▶ AIM: Update the listing below by replacing "one point per instance" with "one point per object" wherever it occurs. Reproduce every line with everything else unchanged.

Dataset excerpt
——————————
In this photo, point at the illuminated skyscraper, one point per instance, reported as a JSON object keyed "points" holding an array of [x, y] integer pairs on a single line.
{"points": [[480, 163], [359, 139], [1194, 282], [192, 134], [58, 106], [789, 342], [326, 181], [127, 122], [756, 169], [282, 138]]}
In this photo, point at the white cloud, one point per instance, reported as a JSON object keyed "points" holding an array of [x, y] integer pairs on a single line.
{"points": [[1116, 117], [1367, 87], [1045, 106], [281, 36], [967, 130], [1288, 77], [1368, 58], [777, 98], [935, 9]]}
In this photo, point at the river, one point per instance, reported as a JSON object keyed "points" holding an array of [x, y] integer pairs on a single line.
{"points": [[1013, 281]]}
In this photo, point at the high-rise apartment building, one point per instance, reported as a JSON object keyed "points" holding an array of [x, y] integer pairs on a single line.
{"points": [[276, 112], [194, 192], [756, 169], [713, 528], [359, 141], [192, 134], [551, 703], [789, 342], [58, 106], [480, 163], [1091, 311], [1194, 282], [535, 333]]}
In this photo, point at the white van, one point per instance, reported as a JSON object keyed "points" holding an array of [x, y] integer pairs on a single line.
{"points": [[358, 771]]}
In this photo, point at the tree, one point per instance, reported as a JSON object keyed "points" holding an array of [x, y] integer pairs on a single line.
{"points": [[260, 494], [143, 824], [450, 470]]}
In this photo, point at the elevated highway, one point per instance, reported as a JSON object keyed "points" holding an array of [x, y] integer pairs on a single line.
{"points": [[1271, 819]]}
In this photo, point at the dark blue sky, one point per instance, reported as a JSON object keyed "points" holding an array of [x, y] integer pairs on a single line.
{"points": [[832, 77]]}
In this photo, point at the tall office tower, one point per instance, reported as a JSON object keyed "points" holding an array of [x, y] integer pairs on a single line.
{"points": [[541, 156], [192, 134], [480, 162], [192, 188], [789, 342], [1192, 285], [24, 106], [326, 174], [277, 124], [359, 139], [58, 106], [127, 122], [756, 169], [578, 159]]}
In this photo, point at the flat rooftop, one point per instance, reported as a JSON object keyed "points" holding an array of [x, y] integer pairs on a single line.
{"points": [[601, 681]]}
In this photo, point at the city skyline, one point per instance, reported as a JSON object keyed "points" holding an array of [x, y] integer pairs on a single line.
——————————
▶ TASK RESULT:
In this photo, point at the illuminated skyscraper, one point per object, reported as a JSON object keyed "points" holding an array of [x, y] integer pairs on a single line.
{"points": [[480, 163], [359, 139], [1194, 282], [192, 134], [58, 106], [789, 342], [326, 181], [127, 122], [756, 169], [282, 138]]}
In this photo, point at the white cloud, one point per object, reported as a JSON object keyed "points" holding an array of [x, y] integer pairs on a single line.
{"points": [[1116, 117], [1367, 87], [1045, 106], [281, 36], [967, 130], [1288, 77], [1368, 58], [777, 98], [935, 9]]}
In this photo, point at the river, one point per object, reported as a JSON object keyed "points" holding an array of [x, y] integer pairs on a single line.
{"points": [[1013, 281]]}
In this photo, point at the high-rise apartment building, one point per object, reported as a JSON object keyed "points" holding an array of [x, y] integer pairs on a single line.
{"points": [[276, 112], [194, 192], [756, 169], [713, 528], [359, 141], [192, 134], [551, 703], [789, 342], [58, 106], [480, 163], [1091, 311], [1194, 282], [535, 333]]}
In this photo, point at the white van, one point per object, reported as a JSON object keyed "points" holding an array of [x, y] integer pairs on a single line.
{"points": [[358, 771]]}
In this photo, point at the tree, one point per object, reported as a JSON object keyed "points" holding an array of [x, y] integer pairs on a single line.
{"points": [[260, 494], [143, 824], [450, 470]]}
In this photo, point at the elevated highway, one point per object, reported as a JSON object keyed "points" holding an array of [x, y] integer pairs on a single line.
{"points": [[1271, 819]]}
In this photo, point at the dark blue sky, one point per object, reported as a JSON object keyed "points" holding an array of [x, y] integer pairs on a single line.
{"points": [[832, 77]]}
In this photo, point at the tall office tower, one point per object, reported as a JSON object keyed "points" holding an array of [x, y] integer pairs on a single line.
{"points": [[541, 156], [192, 134], [480, 162], [192, 188], [789, 342], [1192, 285], [24, 106], [326, 174], [277, 124], [359, 139], [58, 106], [127, 122], [756, 169], [578, 159]]}
In this photo, point at the flat rooftop, one point per object, reported as a JSON object keyed "points" holding an array of [x, y] integer pairs on a single line.
{"points": [[601, 681]]}
In this photo, point at the city skyline, one point per object, reported as a JSON object keyed "points" holding an array of [x, y] integer pairs on a single line.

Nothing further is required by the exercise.